*Exercise brief:*
Reproduce exactly the lines from the one containing "One keypoint belongs on each instance. Annotate the knight" through the last line of the data, both ends included.

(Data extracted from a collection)

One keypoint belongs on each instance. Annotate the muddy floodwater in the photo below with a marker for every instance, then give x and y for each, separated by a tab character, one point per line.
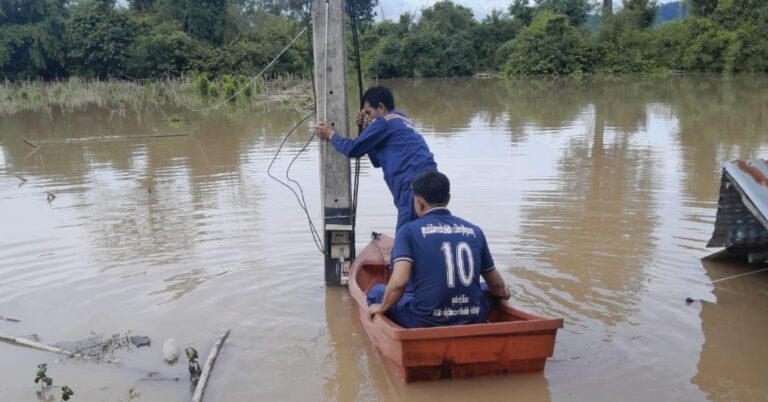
597	197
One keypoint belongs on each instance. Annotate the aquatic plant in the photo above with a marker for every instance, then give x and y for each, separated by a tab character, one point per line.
121	97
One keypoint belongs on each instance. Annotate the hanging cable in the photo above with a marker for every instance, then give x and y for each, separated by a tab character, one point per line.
300	198
178	98
351	11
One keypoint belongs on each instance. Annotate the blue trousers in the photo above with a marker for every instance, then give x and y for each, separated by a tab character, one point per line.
402	315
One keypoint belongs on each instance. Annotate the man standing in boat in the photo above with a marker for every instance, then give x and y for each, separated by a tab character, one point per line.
441	257
391	143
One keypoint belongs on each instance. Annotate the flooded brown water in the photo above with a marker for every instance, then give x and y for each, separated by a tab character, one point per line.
597	198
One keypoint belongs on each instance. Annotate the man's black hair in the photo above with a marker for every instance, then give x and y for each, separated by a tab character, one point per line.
433	187
376	95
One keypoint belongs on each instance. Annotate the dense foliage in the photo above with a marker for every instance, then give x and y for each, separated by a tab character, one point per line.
98	39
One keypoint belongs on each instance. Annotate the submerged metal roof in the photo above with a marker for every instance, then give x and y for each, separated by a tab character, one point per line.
743	206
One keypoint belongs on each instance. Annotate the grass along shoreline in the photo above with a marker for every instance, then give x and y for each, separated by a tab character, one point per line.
194	93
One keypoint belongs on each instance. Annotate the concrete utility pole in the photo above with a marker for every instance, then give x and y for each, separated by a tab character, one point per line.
607	8
329	44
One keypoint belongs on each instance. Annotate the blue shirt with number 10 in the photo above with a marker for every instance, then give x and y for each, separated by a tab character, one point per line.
448	254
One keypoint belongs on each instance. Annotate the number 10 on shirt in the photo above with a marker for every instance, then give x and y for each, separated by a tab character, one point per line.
466	270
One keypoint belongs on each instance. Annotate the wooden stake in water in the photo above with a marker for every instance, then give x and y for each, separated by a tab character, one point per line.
200	389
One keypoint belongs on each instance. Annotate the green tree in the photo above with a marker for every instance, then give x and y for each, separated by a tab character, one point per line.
550	45
30	38
493	31
441	42
576	10
98	36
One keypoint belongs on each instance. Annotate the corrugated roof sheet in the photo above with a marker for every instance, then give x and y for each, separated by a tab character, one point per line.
743	207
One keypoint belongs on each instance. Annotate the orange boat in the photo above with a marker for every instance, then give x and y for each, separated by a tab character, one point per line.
511	341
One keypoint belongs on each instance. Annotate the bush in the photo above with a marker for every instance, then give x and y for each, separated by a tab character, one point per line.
203	84
550	45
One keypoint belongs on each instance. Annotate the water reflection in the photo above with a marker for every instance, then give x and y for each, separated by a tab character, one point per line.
732	365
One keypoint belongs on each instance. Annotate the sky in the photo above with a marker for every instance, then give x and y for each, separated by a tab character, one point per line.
392	9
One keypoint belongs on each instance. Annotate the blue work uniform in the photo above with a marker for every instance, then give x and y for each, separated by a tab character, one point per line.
448	255
392	144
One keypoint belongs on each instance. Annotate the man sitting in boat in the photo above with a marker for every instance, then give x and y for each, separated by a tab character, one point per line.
442	257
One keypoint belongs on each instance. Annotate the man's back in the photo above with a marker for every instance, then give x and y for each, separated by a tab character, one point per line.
448	255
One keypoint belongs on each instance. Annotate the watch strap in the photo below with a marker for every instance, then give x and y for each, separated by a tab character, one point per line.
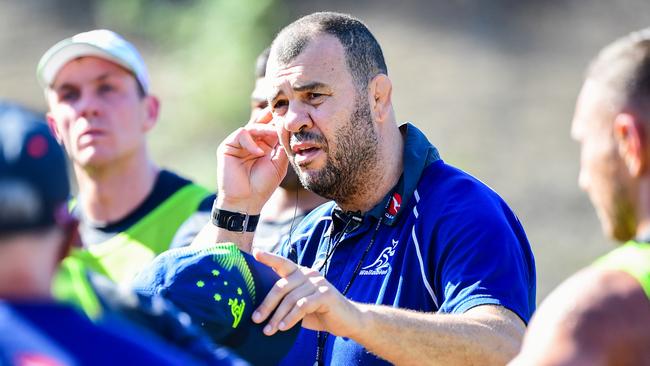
234	221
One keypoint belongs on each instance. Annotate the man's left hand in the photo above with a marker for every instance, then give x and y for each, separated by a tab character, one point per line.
304	294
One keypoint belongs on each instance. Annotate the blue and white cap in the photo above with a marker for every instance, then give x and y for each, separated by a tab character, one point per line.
101	43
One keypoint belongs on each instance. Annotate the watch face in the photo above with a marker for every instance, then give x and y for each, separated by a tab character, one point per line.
236	223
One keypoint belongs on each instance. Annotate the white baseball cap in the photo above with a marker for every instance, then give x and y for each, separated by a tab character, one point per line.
101	43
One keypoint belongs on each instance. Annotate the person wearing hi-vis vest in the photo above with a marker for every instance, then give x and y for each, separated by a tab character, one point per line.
101	110
601	315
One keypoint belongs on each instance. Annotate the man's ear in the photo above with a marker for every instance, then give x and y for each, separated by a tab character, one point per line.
152	105
380	93
629	134
55	130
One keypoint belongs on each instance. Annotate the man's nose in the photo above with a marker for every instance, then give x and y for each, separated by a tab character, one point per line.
88	106
297	118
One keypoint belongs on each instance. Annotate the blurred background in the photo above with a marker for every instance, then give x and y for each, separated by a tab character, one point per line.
492	83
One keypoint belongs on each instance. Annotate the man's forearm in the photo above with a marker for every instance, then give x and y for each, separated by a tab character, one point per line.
485	335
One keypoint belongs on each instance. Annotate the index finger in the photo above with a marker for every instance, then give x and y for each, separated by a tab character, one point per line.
282	266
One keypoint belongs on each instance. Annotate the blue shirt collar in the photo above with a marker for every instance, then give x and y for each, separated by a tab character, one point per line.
418	154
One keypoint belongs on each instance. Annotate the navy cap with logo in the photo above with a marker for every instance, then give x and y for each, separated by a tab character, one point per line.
219	286
34	183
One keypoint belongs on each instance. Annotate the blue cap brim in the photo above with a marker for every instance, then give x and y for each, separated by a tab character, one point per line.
219	287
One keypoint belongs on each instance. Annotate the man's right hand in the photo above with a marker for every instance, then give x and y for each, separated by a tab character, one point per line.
251	163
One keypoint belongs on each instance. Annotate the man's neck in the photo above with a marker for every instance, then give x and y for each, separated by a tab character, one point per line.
110	193
285	202
383	179
643	209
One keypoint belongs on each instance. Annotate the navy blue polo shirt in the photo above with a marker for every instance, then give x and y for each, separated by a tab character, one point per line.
446	243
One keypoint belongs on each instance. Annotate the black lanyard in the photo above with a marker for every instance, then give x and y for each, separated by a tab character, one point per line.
321	336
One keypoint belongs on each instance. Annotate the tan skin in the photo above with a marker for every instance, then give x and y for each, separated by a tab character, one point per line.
96	113
316	92
601	317
290	197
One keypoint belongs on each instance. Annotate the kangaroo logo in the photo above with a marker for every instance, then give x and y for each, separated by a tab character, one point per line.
393	206
237	310
381	265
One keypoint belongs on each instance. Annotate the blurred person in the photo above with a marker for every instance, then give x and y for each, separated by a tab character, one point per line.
414	261
101	110
290	202
601	315
36	232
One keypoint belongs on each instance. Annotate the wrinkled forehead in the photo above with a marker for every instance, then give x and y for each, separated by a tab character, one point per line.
321	62
89	69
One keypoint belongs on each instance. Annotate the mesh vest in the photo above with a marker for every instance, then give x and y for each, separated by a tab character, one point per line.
632	258
125	254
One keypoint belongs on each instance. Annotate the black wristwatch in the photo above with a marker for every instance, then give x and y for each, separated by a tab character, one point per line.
234	221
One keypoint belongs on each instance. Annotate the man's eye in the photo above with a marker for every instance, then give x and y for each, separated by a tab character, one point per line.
104	88
315	97
69	95
280	104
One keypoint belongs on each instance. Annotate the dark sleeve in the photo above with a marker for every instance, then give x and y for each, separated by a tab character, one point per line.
482	255
193	225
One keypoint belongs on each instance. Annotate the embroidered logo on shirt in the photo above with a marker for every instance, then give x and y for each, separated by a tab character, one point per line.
393	206
381	265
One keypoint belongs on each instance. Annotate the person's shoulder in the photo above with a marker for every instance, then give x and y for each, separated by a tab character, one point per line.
595	315
441	177
317	215
446	189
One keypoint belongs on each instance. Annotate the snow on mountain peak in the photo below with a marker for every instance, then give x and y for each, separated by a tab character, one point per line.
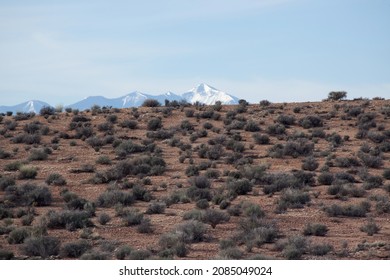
208	95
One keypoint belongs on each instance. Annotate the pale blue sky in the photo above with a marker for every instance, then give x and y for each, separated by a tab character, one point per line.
280	50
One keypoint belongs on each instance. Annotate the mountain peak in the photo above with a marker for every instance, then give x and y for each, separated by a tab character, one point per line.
208	95
203	88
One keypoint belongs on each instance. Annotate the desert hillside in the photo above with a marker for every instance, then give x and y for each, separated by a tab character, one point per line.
261	181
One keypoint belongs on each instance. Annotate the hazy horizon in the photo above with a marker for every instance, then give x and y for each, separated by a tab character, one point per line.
60	52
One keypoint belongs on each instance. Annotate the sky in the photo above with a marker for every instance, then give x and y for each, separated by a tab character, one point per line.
280	50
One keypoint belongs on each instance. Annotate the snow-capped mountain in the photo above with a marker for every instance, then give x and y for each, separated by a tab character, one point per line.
202	93
29	106
208	95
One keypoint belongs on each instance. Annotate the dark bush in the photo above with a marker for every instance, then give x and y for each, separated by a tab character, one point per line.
371	161
123	252
370	227
95	255
300	147
6	255
105	160
18	235
4	154
214	217
156	208
252	126
29	194
5	182
385	174
321	249
68	219
154	124
43	246
27	172
105	127
26	138
265	103
281	181
191	232
145	226
160	134
286	120
112	197
132	124
132	217
292	198
240	186
55	179
104	218
315	229
295	247
337	95
84	132
346	162
310	164
311	121
276	129
151	103
75	249
261	139
47	110
128	147
349	210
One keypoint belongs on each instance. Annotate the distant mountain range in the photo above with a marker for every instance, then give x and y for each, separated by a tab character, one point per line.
202	93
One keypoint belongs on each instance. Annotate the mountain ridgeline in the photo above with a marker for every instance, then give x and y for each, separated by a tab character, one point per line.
203	93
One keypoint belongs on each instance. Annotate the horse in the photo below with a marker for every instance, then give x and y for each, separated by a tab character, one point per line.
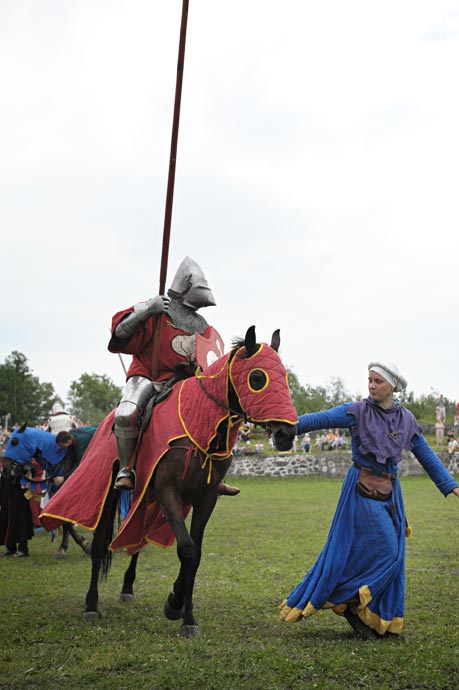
184	452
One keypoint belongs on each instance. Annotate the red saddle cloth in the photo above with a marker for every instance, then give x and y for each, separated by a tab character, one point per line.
81	498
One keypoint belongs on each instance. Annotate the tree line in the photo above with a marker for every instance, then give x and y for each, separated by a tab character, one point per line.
23	397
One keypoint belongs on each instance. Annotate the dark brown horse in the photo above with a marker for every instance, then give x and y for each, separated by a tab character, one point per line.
249	383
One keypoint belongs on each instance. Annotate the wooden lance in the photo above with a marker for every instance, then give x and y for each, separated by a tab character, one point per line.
170	185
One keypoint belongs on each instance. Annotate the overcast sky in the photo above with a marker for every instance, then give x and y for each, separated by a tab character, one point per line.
316	183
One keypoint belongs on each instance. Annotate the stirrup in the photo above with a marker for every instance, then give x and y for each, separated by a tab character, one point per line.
125	479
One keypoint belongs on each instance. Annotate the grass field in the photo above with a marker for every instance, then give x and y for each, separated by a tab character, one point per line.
257	546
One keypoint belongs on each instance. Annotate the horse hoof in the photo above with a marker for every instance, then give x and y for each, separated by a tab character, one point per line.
189	631
126	597
171	613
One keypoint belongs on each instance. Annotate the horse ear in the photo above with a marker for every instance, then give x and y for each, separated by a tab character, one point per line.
250	341
275	340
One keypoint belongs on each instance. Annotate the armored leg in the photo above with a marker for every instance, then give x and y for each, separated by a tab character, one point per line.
137	393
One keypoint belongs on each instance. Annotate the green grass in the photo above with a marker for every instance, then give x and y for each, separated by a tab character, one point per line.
257	546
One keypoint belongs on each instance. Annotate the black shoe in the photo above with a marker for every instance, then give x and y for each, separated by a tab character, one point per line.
359	626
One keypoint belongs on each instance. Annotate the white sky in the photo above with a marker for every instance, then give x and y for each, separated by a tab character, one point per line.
316	182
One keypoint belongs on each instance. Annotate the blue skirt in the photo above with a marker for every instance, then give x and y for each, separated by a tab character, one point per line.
362	562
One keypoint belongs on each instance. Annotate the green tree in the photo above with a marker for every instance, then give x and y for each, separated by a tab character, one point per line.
92	397
22	396
306	398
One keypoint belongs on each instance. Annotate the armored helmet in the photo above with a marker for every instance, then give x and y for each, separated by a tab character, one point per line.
191	285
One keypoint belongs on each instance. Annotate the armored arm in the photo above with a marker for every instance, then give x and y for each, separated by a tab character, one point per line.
142	311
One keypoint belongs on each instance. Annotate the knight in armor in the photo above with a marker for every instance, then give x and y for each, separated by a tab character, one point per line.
133	333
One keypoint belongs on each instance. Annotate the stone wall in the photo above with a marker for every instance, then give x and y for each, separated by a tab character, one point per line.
327	463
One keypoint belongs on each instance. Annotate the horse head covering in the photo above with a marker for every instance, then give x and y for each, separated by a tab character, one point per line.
57	409
191	285
391	374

*Task response:*
One keypoint belongs on each instance. Annotate the knight in armor in the photo above with a marker for every instance, then give x and y for each, separated by a tab character, one point per line.
133	333
One keypoint belongs on each instance. Annotate the stone wall in the photo above with a marker for every instance, then give x and y for each, separated by a tab character, one point per line.
327	463
One keypoint belongs on each instance. Annotate the horse head covering in the photo above with a marker for every instance, then give x and y for each, separated by a tab character, one point per line.
57	409
191	285
391	374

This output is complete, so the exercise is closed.